In the Bon Appétit test kitchen, one of our favorite challenges is translating famous restaurant dishes into home cook–friendly recipes. That’s how associate food editor Kendra Vaculin found herself tasked with adapting the queso fundido from New York City restaurant Yellow Rose. But one ingredient gave her pause: sodium citrate.
Owners Dave and Krystiana Rizo swear by it to get the creamiest, silkiest queso. But, assuming most home cooks don’t have sodium citrate lying around, there had to be an equally good option, right? Vaculin was sure she could find a workaround.
She tried a few different techniques to get an even and emulsified cheese-melt. Evaporated milk alongside baking soda and lemon juice would purportedly result in a velvety queso. But, after tinkering with the ratios, Vaculin conceded that it just wasn’t right. “It works to a point,” she said, “but the queso definitely got more clumpy as it sat.” In the end, the magic of sodium citrate simply couldn’t be replicated. Here’s why:
Usually, when cheese melts, the fat and proteins begin to separate, but sodium citrate “binds them together so that when they melt, they do it evenly and homogeneously,” Vaculin explains. Keeping the mixture homogenized ensures that this queso fundido can stand the test of time. As Vaculin discovered in her testing, there really is no substitute for sodium citrate in this recipe. “The amazing thing about the sodium citrate version was that it stayed beautiful and viscous even as it sat on the pass for hours, which was kind of amazing and really sold us on ‘Okay, this is worth it.’”
Don’t be discouraged by its somewhat sciency name—sodium citrate is not difficult to find. It’s available on Amazon, as well as in some specialty grocery stores. Sodium citrate allows any cheese to melt evenly, which means it’s also useful for, say, macaroni and cheese or a fondue if you’re feeling fancy. Chances are you’ve actually already had sodium citrate in cheeses like Velveeta or American cheese—it helps both melt evenly without separating.
The recipe that Vaculin settled on is lighter than some other formulations—closer to a sauce than a cloyingly thick scooper. “This is more like the consistency of a hot fudge,” Vaculin explains. “It definitely will still coat your chip, but it’s not a huge scoop where you’re piling it up on itself.” The addition of sodium citrate allows cheddar (a finicky melter, depending on its age) to become the foundation, bolstered by beer for a malty tang. Chopped jalapeños bring a kick of heat, then chorizo and Oaxaca cheese top off this melty beauty.

- _The task_: Rewrite everything in the sodium citrate article from "In the Bon Appétit" down to "find a workaround.", swapping "home cooks" for "home chefs". Rely only on the article itself.

- _Dataset records_:
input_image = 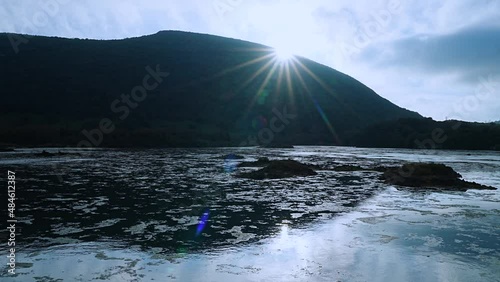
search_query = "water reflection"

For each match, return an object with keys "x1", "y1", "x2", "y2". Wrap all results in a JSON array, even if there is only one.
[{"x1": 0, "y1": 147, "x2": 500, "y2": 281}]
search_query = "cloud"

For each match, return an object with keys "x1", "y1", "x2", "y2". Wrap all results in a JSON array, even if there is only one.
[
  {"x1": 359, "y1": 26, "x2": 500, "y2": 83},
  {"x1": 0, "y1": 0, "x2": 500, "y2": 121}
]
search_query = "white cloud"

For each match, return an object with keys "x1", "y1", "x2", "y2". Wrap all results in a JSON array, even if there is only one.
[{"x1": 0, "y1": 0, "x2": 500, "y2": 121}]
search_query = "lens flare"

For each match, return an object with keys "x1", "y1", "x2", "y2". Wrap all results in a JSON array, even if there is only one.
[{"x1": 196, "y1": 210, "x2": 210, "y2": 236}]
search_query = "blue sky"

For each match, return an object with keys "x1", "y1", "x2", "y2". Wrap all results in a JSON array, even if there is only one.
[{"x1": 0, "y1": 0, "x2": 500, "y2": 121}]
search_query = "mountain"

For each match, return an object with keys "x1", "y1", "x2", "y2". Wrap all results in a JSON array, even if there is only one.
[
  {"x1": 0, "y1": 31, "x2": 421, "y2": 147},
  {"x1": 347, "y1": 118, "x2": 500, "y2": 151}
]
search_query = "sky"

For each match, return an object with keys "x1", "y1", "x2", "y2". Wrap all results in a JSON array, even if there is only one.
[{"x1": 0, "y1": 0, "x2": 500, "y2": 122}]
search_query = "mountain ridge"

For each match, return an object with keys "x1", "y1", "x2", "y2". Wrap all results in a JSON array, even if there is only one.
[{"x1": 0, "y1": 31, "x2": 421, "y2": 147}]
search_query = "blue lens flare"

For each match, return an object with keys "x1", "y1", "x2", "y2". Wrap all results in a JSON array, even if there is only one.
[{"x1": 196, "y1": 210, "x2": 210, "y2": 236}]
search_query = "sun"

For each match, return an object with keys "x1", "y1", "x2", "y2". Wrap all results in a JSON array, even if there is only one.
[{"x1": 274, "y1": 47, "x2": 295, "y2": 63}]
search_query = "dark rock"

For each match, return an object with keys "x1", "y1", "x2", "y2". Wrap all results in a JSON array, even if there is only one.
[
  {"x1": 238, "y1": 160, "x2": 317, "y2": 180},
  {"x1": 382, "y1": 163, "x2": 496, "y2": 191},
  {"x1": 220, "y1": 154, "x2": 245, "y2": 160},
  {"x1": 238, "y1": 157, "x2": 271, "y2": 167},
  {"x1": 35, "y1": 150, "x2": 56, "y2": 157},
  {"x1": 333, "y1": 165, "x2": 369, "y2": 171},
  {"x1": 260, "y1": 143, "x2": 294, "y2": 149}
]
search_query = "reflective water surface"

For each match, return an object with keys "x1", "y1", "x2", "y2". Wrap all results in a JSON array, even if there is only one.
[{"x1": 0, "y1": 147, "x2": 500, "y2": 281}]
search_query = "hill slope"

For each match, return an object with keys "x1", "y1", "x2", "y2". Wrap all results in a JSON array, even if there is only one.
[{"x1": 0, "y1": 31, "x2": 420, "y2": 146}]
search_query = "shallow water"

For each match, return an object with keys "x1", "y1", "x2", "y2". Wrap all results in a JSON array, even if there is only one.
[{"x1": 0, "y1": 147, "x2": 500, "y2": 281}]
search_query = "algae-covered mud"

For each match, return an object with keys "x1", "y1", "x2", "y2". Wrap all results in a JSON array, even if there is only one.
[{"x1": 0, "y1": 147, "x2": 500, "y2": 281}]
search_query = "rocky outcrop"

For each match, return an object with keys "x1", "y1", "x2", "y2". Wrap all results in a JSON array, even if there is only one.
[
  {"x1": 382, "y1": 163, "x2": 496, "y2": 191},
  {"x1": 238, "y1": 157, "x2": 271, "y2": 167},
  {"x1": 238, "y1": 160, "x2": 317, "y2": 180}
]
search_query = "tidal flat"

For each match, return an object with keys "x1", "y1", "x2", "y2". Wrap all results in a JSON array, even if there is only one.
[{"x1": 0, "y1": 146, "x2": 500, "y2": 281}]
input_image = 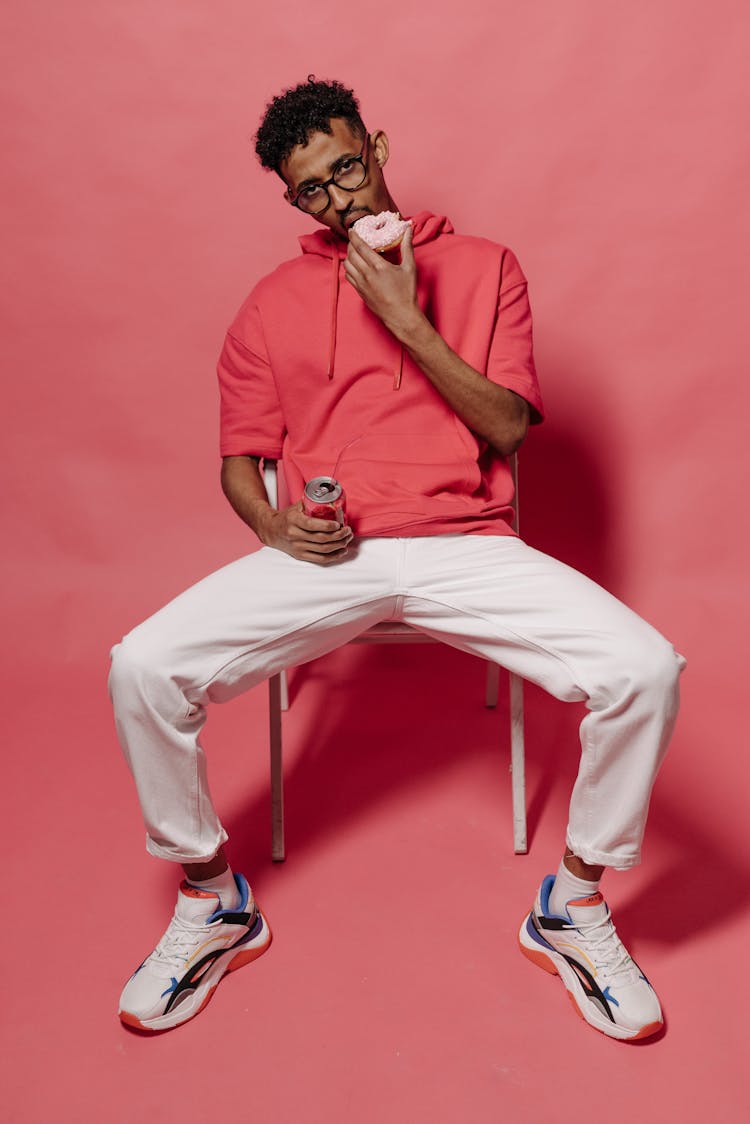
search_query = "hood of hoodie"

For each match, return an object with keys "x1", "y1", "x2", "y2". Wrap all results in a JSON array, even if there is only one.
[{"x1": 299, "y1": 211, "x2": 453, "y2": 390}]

- _Result of the exercise_:
In the Bon Appétit test kitchen, one of our favorite challenges is translating famous restaurant dishes into home cook–friendly recipes. That’s how associate food editor Kendra Vaculin found herself tasked with adapting the queso fundido from New York City restaurant Yellow Rose. But one ingredient gave her pause: sodium citrate.
Owners Dave and Krystiana Rizo swear by it to get the creamiest, silkiest queso. But, assuming most home chefs don’t have sodium citrate lying around, there had to be an equally good option, right? Vaculin was sure she could find a workaround.